Task directions »
All of the data below should be repeated exactly. Pictures should not be included.

Given information »
-----

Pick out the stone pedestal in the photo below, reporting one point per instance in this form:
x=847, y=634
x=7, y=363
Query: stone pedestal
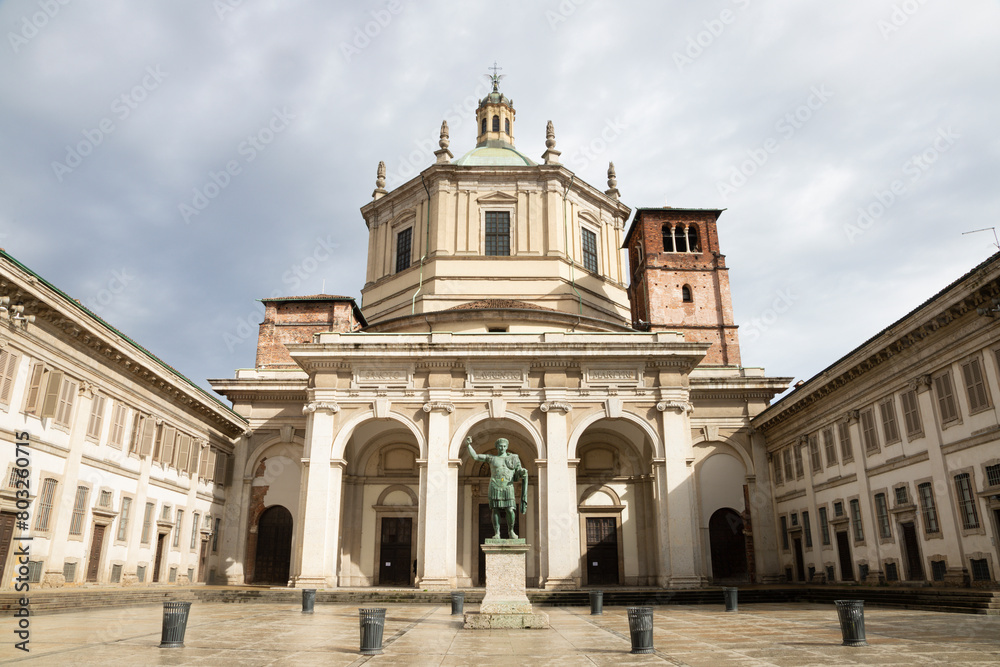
x=505, y=604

-----

Reply »
Pick out the stone pedestal in the photo below, reporting one point per instance in this form:
x=847, y=634
x=7, y=363
Query: stone pedestal
x=505, y=604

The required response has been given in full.